▸ **Tarea asignada A**
En el fragmento sobre la parábola de la fiesta, ¿a quiénes invitó el rey?
▸ **Tarea asignada B**
Prolonga el fragmento sobre la parábola de la fiesta a partir de su última oración.

▸ **Fragmento proporcionado**
■ ■ ■ ■ ■
Cuando Jesús dijo al final
que muchos son los llamados, pero pocos los escogidos (v. 14), no se refiere a
que él escoge quién entra y quién no. Es cada persona que decide si entrar a la
fiesta o no. El rey de la parábola invitó a todos, pero no todos aceptaron la
invitación. ¿Fue culpa del rey de que ellos no estuvieron en la fiesta? No, en
absoluto. La invitación era para todos, y el vestido era gratis. La Biblia dice
que Dios “…no quiere que nadie muera, sino que todos se vuelvan a Dios”
(2 P 3.9 – DHH).
■ ■ ■ ■ ■
▸ **Registros extraídos**

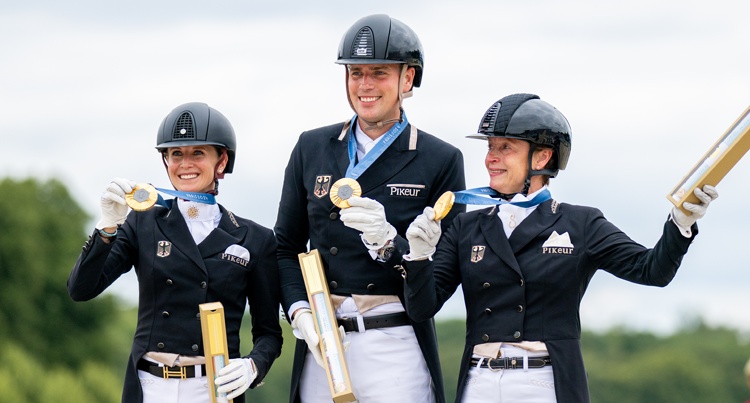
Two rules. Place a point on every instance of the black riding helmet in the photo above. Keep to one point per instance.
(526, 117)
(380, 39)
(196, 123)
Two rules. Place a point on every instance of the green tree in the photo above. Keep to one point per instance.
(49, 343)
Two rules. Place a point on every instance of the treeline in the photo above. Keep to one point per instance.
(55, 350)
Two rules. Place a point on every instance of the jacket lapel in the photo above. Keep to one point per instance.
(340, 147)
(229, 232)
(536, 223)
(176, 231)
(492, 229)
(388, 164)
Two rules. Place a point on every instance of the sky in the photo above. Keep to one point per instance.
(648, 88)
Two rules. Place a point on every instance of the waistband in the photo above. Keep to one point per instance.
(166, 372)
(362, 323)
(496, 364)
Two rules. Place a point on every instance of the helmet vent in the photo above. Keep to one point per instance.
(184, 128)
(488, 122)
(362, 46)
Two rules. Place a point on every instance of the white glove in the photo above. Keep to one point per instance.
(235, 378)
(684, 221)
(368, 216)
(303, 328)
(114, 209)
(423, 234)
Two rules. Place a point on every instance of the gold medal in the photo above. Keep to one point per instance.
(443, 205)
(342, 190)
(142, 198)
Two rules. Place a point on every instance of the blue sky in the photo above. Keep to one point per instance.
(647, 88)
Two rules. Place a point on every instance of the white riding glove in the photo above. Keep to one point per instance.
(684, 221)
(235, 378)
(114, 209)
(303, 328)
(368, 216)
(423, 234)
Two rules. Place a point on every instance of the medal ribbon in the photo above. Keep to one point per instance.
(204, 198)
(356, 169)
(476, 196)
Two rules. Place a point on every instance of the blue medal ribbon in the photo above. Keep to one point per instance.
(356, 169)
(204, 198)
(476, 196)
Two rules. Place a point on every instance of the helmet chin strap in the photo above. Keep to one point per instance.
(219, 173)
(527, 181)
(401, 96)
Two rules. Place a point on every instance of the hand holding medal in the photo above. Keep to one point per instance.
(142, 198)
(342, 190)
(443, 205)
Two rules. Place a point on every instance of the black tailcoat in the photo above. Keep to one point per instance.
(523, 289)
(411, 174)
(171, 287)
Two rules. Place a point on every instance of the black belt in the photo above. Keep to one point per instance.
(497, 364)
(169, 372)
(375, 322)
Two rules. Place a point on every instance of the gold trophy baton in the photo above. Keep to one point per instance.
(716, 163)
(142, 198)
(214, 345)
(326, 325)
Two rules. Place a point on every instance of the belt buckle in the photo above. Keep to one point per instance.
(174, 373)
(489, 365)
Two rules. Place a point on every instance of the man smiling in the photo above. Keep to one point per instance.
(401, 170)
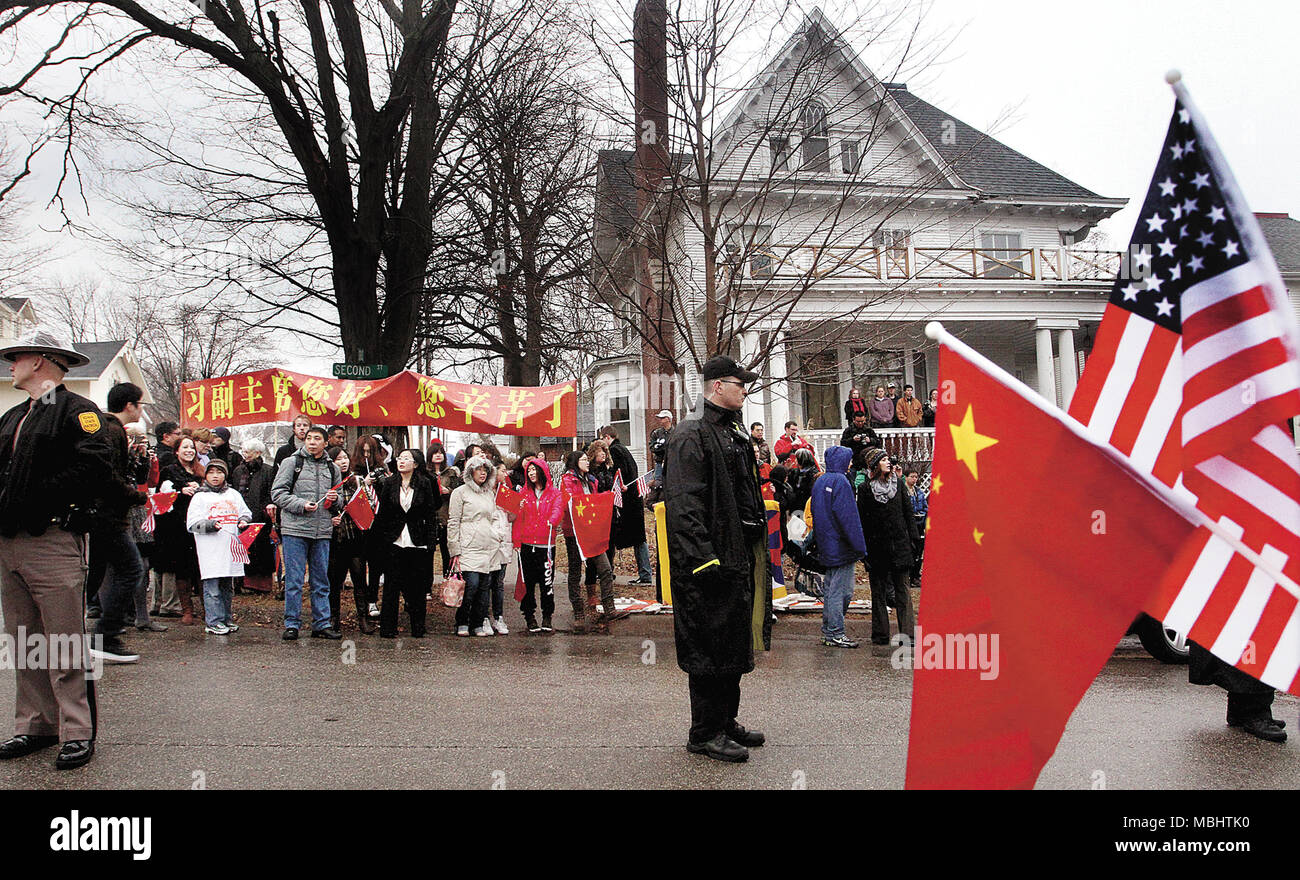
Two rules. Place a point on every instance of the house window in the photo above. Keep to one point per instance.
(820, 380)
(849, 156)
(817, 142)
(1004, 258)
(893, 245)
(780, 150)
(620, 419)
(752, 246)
■ ■ ■ ■ ■
▸ **Resultado final A**
El rey invitó a todos.

▸ **Resultado final B**
El cielo es un regalo. ¿Lo aceptarás? Entonces dile ahora a Dios: “Señor, reconozco que mi vida está llena de suciedad y que por mí mismo no puedo acceder a tu salón de fiestas. Pero yo tanto anhelo estar presente ahí también. Por eso te pido que me limpies y que me regales tu vestido de fiestas. Reconozco que no tengo méritos propios para estar, pero me aferro a tu oferta y acepto el regalo de la vida eterna que me ofreces. Sé tú mi Señor y mi Salvador. Gracias por tu amor y paciencia conmigo.”